### [Page extract]
Poster Presentation 41st Lorne Genome Conference 2020

Identifying functional pseudogenes in the human transcriptome by long-read cDNA sequencing (#121)

Seth W Cheetham 1 , Robin-Lee Troskie 1 , Adam D Ewing 1 , Geoffrey J Faulkner 1 2
  1. Mater Research-University of Queensland, Wooloongabba, QLD, Australia
  2. Queensland Brain Institute, University of Queensland, St Lucia, QLD, Australia

Pseudogenes are mutant copies of genes that have been thought of as functionless relics of evolution. Several pseudogene-derived long noncoding RNAs (lncRNAs) have been shown to regulate tumorigenesis (PTENP1, BRAFP1), inflammation (Lethe) and diabetes (HMGA1-p) through RNA-intrinsic functions. However, the extent, tissue-specificity and functional impact of the human pseudogene transcriptome are currently unclear. The impact of pseudogenes in human biology has been understudied due to technical limitations that preclude accurate quantification of pseudogene transcripts. Most short RNA-seq reads do not align uniquely to pseudogenes and cannot confidently distinguish highly similar pseudogene and parent gene transcripts.  Furthermore, the 5’ and 3’ termini of pseudogene transcripts are poorly defined, inhibiting functional experiments such as overexpression and targeting of pseudogene transcriptional start sites with CRISPR interference. PacBio IsoSeq cDNA reads harbour enough sequence differences to accurately quantify pseudogene and parent gene transcription. Using deep full-length cDNA sequencing of normal human tissues and cancer cell lines, we determined that at least 32% of pseudogenes are transcribed in tissue-specific patterns. Most identified pseudogene transcripts incorporate novel unannotated exons, promoters and transcriptional termination sites. Many pseudogenes exhibit complex splicing patterns and are form exons of protein-coding genes. Hundreds of pseudogene transcripts contain intact open-reading frames that have the capacity to encode functional proteins.  Overexpression and CRISPR-Cas9-mediated deletion screens targeting highly expressed pseudogenes revealed that transcribed pseudogenes have play important functional roles in signalling pathways and cell-cycle control.  This study identifies a complex, dynamic human pseudogene transcriptome that may have key human health and disease impacts.

### [Dataset records]
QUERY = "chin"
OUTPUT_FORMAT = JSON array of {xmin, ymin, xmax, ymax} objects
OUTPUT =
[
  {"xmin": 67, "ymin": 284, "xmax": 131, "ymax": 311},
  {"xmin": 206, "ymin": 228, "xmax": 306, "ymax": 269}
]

### [Exercise tasks]
**1)** List each pseudogene-derived long noncoding RNA named in the poster abstract, together with the condition or process it is said to regulate.
**2)** Answer these from the poster abstract:
(a) Which institution is listed as the second affiliation?
(b) What kind of reads carry enough sequence differences to accurately quantify pseudogene and parent gene transcription?
(c) At least what share of pseudogenes was found to be transcribed in tissue-specific patterns?
**3)** Reproduce the part of the poster abstract that begins at the words "Poster Presentation 41st" and stops after "cDNA sequencing (#121)".

### [Solution set]
**1)**
- PTENP1: tumorigenesis
- BRAFP1: tumorigenesis
- Lethe: inflammation
- HMGA1-p: diabetes

**2)**
(a) Queensland Brain Institute, University of Queensland, St Lucia, QLD, Australia
(b) PacBio IsoSeq cDNA reads
(c) At least 32%

**3)**
Poster Presentation 41st Lorne Genome Conference 2020

Identifying functional pseudogenes in the human transcriptome by long-read cDNA sequencing (#121)